I don’t have a hard time seeing the bright side of my Type 1 diabetes at all.
I’ve said it before on this blog and I’ll say it again: I am most likely healthier because I have Type 1 diabetes. Here’s why I say that:
*I’m always very mindful of what I eat, since I have to take insulin anytime food enters my mouth. Eating crap like donuts just doesn’t seem worth it to me. I don’t want to take the time to figure out when to dose my insulin, exactly how much to take, etc to avoid a super high blood sugar. I’m lazy like that, so it’s easier to just abstain from donuts. And other similar crap.
*Even on days I don’t feel like getting much exercise, I do it, without fail, because I know what a big difference it makes on my blood sugars for that day. It’s a form of instant gratification for me.

— WORK ORDER —
In the diabetes blog post, why does the writer exercise even on days they don't feel like it?

— SUPPLIED INFORMATION —
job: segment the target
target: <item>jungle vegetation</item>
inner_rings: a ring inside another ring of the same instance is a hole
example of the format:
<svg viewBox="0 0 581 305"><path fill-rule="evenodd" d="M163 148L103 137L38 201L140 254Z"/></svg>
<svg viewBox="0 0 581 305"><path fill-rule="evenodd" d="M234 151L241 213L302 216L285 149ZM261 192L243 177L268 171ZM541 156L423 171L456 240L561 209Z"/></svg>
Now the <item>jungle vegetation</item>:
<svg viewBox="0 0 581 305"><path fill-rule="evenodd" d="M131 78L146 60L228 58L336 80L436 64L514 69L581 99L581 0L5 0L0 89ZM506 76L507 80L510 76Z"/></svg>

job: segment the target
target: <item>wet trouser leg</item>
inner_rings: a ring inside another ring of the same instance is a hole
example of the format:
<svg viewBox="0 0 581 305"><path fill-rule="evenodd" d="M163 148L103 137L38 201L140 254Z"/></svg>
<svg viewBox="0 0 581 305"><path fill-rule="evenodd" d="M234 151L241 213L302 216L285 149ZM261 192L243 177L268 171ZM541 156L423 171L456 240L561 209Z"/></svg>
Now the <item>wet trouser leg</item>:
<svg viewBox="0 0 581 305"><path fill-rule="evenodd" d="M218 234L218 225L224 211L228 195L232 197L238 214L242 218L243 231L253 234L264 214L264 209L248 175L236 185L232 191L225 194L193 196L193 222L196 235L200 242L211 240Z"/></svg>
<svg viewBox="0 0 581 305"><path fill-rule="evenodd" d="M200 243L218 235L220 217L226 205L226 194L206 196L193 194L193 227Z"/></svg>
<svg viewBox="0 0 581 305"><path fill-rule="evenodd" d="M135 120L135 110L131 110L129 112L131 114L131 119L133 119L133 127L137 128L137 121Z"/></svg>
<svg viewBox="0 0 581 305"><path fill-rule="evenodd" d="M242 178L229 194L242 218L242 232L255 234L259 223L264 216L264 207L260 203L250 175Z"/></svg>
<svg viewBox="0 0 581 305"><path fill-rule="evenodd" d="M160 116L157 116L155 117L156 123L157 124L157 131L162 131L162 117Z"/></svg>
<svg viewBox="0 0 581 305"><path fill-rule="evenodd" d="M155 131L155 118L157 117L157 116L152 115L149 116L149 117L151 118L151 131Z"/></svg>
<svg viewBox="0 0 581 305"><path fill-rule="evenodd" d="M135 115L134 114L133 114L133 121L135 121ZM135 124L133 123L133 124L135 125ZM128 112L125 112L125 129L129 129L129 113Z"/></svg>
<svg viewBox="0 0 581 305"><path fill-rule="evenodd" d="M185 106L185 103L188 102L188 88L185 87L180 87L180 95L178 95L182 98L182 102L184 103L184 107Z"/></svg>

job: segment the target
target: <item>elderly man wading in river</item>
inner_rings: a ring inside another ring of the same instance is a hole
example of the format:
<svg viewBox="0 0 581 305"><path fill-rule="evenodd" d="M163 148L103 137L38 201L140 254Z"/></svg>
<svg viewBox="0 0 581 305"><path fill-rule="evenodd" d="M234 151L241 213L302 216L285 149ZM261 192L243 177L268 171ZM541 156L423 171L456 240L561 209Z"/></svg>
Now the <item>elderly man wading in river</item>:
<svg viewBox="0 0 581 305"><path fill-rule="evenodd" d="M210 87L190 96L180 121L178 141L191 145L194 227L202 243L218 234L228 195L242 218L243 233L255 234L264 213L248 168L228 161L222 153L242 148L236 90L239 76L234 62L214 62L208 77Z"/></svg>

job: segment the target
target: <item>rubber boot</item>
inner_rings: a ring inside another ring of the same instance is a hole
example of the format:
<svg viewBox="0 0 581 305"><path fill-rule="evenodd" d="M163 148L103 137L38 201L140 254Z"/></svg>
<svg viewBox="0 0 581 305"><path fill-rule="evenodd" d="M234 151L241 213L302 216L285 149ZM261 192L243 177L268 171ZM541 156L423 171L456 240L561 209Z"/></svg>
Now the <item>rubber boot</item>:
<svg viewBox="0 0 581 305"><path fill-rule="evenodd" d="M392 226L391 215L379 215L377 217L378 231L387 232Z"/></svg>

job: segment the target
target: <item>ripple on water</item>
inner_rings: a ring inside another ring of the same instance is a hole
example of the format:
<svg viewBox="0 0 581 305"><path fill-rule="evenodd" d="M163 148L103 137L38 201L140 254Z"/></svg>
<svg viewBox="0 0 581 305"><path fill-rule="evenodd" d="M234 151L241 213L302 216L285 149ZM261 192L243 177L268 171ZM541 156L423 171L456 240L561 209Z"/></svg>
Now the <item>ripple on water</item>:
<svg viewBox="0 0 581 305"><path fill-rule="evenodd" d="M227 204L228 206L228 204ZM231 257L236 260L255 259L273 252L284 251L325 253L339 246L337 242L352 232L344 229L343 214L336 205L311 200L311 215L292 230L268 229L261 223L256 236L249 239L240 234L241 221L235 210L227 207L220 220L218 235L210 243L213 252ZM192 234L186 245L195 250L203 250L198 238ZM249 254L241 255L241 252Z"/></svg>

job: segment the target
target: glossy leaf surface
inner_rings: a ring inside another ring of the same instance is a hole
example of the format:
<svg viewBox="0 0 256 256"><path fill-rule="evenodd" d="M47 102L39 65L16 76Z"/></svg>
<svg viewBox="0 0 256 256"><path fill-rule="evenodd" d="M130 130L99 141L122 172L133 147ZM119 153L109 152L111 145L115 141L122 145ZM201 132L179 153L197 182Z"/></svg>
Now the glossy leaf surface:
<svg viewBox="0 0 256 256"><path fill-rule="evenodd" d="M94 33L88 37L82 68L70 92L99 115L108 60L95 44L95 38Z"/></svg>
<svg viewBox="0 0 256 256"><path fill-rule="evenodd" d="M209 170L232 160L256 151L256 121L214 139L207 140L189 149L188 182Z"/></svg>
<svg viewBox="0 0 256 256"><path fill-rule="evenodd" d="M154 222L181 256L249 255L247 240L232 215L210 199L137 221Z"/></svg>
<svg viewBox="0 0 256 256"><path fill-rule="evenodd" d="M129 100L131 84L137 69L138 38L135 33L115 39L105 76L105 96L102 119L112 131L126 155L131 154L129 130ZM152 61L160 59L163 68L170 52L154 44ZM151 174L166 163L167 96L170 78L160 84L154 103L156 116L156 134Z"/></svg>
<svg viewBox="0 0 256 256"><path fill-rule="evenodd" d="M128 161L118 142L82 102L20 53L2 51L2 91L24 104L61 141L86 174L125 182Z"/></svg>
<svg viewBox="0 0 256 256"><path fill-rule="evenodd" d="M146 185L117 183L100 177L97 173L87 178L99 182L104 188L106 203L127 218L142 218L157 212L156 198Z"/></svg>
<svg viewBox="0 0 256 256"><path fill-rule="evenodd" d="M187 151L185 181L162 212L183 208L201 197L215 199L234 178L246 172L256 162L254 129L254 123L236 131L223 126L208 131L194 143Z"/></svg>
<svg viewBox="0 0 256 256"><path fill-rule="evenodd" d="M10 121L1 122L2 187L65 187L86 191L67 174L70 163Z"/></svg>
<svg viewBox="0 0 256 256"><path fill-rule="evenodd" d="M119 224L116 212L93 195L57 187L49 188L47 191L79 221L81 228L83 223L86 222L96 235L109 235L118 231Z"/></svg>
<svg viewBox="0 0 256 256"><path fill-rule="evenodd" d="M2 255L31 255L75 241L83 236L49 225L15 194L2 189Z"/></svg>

— EXERCISE SOLUTION —
The writer exercises on those days because they know what a big difference exercise makes on their blood sugars for that day. They describe it as a form of instant gratification.